Your task: Transcribe the material in full, exactly as written.

Input records:

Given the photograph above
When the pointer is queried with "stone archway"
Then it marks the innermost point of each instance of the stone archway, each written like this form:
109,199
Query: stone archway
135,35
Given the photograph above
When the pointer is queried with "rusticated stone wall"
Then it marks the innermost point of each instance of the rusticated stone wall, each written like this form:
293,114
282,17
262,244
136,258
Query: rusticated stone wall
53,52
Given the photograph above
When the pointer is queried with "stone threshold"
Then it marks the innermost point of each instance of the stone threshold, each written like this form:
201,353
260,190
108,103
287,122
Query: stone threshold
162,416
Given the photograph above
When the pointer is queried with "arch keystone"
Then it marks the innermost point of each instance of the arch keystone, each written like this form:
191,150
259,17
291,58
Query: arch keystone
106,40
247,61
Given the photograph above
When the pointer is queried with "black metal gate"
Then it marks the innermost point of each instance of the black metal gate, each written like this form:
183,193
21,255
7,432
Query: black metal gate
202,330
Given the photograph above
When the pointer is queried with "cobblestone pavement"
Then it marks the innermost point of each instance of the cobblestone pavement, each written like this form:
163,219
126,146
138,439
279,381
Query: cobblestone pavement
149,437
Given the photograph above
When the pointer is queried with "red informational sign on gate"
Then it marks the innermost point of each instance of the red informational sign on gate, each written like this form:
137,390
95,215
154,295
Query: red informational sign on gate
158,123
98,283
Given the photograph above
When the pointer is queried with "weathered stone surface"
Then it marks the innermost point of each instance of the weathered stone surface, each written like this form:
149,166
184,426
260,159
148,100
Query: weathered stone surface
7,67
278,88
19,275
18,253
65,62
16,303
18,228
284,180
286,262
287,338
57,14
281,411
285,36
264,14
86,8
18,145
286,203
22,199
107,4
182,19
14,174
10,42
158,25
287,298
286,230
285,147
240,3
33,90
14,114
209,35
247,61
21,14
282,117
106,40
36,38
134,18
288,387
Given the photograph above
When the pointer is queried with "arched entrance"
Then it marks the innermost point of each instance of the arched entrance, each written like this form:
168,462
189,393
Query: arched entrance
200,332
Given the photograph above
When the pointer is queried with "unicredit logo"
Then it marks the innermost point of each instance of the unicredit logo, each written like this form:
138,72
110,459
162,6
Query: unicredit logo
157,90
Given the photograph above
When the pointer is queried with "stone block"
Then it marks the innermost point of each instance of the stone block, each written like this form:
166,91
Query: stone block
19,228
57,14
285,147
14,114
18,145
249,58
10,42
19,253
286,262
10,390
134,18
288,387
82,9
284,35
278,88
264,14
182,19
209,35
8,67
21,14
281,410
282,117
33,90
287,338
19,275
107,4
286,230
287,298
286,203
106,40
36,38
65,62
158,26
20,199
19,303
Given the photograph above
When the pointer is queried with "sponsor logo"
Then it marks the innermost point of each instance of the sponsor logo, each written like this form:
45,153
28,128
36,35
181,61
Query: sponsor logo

Result of this exercise:
Given the photograph above
When the pointer is queried with "stone archway"
Then it marks the innermost point of each instance of the stone archway, each written like this form:
109,199
Query: stone archway
135,35
Given the photograph above
When the pointer is queried with "rusticated stone wall"
Then it marks the innermost point of each instance of the rusticated stone wall, each written like this form:
293,114
282,17
262,244
136,258
Query: rusticated stone wall
53,52
Given the photograph above
When the pointer is queried with "stone threshold"
Then it marks the innermost point of each instance of the stone threshold, each written like this form:
201,353
260,190
108,103
287,122
Query: stone threshold
162,416
Given the photograph above
When the pointer is queried with "arch keystone"
Then it marks the innermost point of each instance of the arch keystone, each written like this form:
191,150
259,17
291,58
Query: arch keystone
106,40
247,61
Given the photograph above
When the pointer is queried with "black metal gate"
Then it marks the innermost point of each instance of the black metal gate, each written like this form:
183,193
21,255
7,432
Query: black metal gate
202,330
Given the photograph above
When the pointer is queried with "cobblestone pavement"
Then it marks the innermost point of each instance of the cobblestone pavement, each written like this form:
163,219
126,146
138,439
279,381
Query: cobblestone pavement
149,437
Given the photograph above
When the pointer is queried with "red informational sign on gate"
Then it marks the innermost point of each instance of the red informational sign on gate, each written like this form:
137,390
95,215
154,295
Query: red informational sign on gate
158,123
98,283
Given the photograph above
When the pointer is queried with "weathered stone surface"
Then it marks the innermost point of each instance of the weathered stone surface, each written like this form:
149,166
184,426
260,159
148,100
Query: weathered stone surface
7,67
278,88
19,275
18,253
65,62
16,303
18,228
284,180
286,262
287,338
57,14
281,411
285,36
264,14
86,8
18,145
286,203
22,199
107,4
182,19
14,174
10,42
158,25
287,298
286,230
285,147
240,3
33,90
14,114
209,35
247,61
21,14
282,117
106,40
36,38
134,18
288,387
Given the photograph above
When the pointer is queried with "arched entrance"
Then it marks the innermost point of each instance of the arched entrance, each written like this form:
168,462
189,393
Query: arched entrance
200,332
Given the photograph above
When the pointer is queried with "unicredit logo"
Then it marks the innermost point of each instance of the unicredit logo, each written like this form:
138,72
110,459
162,6
Query: unicredit logo
157,90
Given the photograph above
When the pointer is queried with "stone block"
Then it marks the innermost point of each instance of the stone block, each written like this form:
166,91
Query: stone block
19,228
57,14
285,147
14,114
18,145
249,58
10,42
19,253
286,262
10,390
134,18
288,387
82,9
284,35
278,88
264,14
182,19
209,35
8,67
21,14
281,410
282,117
33,90
287,338
19,275
107,4
286,230
287,298
286,203
106,40
36,38
65,62
158,26
20,199
19,303
Given the photograph above
When the pointer is queried with "sponsor logo"
Then it marks the innermost point of each instance of the sponsor logo, each written like this form:
45,153
28,128
36,35
181,61
Query: sponsor logo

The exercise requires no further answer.